On pourrait s’étonner que la «perspective historique de long terme, dessinée par Rimbert, susceptible de rassembler le salariat féminin» passe par sa constitution en «agent de l’intérêt général». On sait en effet, pour peu que l‘on possède au moins une once de connaissance de la pensée marxienne, que la référence à l’intérêt «général» est le lieu commun de tout discours politique en démocratie bourgeoise. Dans l’Idéologie allemande, en effet, Marx s’était chargé de mettre le points sur le i de cette idéologie consensuelle : «Toute classe qui aspire à la domination doit conquérir d’abord le pouvoir politique pour représenter à son tour son intérêt propre comme étant l’intérêt général. » Or, jusqu’à nouvel ordre la classe capitaliste, en France comme ailleurs, n’a pas été chassée du pouvoir. Aujourd’hui comme hier, l’existence, dans la société où elle règne d’intérêts fondamentalement contradictoires, schématiquement ceux des travailleurs d’un côté, ceux des possédants de l’autre, auxquels il faudrait ajouter ceux propres à la petite bourgeoisie, ancienne ou nouvelle, l’intérêt « général » ne peut n’être dès lors qu’une fiction sauf si l’on use de cette notion pour désigner l’intérêt global des capitalistes, pour perpétuer leur domination, à tenir plus ou moins compte de ceux des classes dominées selon les rapports de forces dans une conjoncture déterminée.

» Consignes
1 – Selon le texte sur l'intérêt général, dans quel ouvrage Marx a-t-il écrit que toute classe qui aspire à la domination doit d'abord conquérir le pouvoir politique ?
2 – Quels intérêts contradictoires le texte sur l'intérêt général énumère-t-il dans la société où règne la classe capitaliste ?
Les données n'ont aucun rôle dans ce travail.

» Données
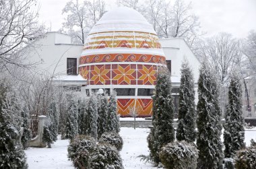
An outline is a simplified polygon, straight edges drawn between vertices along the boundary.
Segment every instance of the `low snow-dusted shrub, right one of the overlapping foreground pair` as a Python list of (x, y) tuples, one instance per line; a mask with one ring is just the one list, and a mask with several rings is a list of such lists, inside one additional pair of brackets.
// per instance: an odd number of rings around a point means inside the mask
[(122, 169), (123, 164), (119, 151), (107, 143), (99, 143), (90, 155), (89, 168)]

» Réponses
1 – Dans l'Idéologie allemande.

2 –
- Les intérêts des travailleurs
- Ceux des possédants
- Ceux propres à la petite bourgeoisie, ancienne ou nouvelle